» **EXERCISE DATA**

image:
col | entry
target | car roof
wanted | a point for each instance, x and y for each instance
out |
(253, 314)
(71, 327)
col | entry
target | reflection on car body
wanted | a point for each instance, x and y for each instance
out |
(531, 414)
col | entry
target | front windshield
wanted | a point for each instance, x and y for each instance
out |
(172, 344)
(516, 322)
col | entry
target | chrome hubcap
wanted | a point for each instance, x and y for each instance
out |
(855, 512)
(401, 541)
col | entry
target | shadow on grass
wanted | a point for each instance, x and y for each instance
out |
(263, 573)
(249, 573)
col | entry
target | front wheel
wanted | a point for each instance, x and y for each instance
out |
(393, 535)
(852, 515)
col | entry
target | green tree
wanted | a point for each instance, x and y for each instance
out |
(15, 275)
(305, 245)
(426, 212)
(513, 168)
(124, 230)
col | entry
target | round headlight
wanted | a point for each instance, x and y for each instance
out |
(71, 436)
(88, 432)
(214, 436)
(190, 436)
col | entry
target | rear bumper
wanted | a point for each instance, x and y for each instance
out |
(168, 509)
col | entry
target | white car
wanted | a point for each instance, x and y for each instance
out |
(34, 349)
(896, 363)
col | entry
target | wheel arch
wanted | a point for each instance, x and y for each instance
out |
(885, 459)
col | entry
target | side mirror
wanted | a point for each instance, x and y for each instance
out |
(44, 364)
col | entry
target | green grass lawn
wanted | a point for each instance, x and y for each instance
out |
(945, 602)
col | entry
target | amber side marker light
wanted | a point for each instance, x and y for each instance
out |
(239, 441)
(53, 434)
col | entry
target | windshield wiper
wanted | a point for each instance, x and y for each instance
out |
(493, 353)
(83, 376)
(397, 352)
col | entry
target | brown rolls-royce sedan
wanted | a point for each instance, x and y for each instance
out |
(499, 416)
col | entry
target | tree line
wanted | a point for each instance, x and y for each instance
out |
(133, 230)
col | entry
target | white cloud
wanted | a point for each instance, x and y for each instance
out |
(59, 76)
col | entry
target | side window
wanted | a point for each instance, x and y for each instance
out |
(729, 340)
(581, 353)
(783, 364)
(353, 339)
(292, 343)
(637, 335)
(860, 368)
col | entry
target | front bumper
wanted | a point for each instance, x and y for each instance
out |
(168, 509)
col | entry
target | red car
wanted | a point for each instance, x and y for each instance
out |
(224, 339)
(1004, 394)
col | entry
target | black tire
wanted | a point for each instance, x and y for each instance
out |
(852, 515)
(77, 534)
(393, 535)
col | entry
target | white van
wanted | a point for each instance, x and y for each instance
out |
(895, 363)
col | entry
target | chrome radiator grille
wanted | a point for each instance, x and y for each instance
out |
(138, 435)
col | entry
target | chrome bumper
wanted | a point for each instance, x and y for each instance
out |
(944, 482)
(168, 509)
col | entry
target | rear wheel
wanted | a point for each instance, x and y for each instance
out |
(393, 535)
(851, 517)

» **AIM**
Write the data out again in full and exactly.

» **EXERCISE RESULT**
image:
col | entry
target | car roof
wanted | a point for each instance, x and y for each instance
out |
(253, 314)
(71, 327)
col | entry
target | reflection on car body
wanted | a point for each instance, x and y for each instance
out |
(531, 414)
col | entry
target | front windshield
wanted | a point for each instance, x and y for each instance
out |
(172, 344)
(516, 322)
col | entry
target | chrome hubcap
wanted | a point for each instance, x and y for each instance
out |
(855, 512)
(401, 541)
col | entry
target | shadow on grass
wanted | a point for each instance, x and y for each instance
out |
(263, 573)
(249, 573)
col | entry
target | front wheel
wanted | a point for each instance, x and y for each instance
out |
(393, 535)
(852, 515)
col | entry
target | green tree
wanted | a point for each instance, x and y for each instance
out |
(15, 275)
(305, 245)
(426, 212)
(513, 168)
(124, 230)
col | entry
target | round headlight
wanted | a point for each instance, x and y for each instance
out |
(71, 436)
(88, 432)
(214, 436)
(190, 436)
col | entry
target | rear bumper
wanted | a point for each instance, x and y for each instance
out |
(168, 509)
col | entry
target | white car
wanted | a point for each instance, x and y for each instance
out |
(34, 349)
(896, 363)
col | entry
target | wheel arch
wanted | a point for each instance, x and y for each instance
out |
(885, 459)
col | entry
target | side mirror
wanted | a point for each instance, x and y for each instance
out |
(44, 364)
col | entry
target | green grass lawn
wanted | a point for each instance, x and y for each instance
out |
(945, 602)
col | entry
target | amber side marker light
wanted | a point for each instance, x and y for each instance
out |
(239, 441)
(53, 434)
col | entry
target | windshield wiper
wanted | a point for each instance, x and y for each instance
out |
(493, 353)
(83, 376)
(397, 352)
col | entry
target | brown rolls-royce sedan
wanted | a point for each instance, x and y for each instance
out |
(499, 416)
col | entry
target | tree line
wanted | a point for each instance, x and y for each instance
out |
(133, 230)
col | entry
target | white cloud
wanted | a point for each instance, x and y for each instance
out |
(59, 76)
col | entry
target | side window
wanted | a point for each instance, x and y for each instance
out |
(729, 340)
(581, 353)
(783, 364)
(353, 339)
(292, 343)
(637, 335)
(860, 368)
col | entry
target | front bumper
wanted | a point for each instance, x and y for each instance
out |
(168, 509)
col | entry
target | red car
wanted | a point for each instance, x and y for each instance
out |
(224, 339)
(1004, 394)
col | entry
target | black tire
wanted | a point for each instance, x and y for each instance
out |
(852, 515)
(77, 534)
(393, 535)
col | entry
target | white van
wanted | a point for each instance, x and y for each instance
out |
(895, 363)
col | entry
target | chrome radiator grille
wanted | a point for each instance, x and y for each instance
out |
(138, 435)
col | entry
target | chrome bumper
wanted | a point for each instance, x and y for each instance
out |
(944, 482)
(168, 509)
col | entry
target | rear wheel
wanted | a point for each instance, x and y for each instance
out |
(393, 535)
(851, 517)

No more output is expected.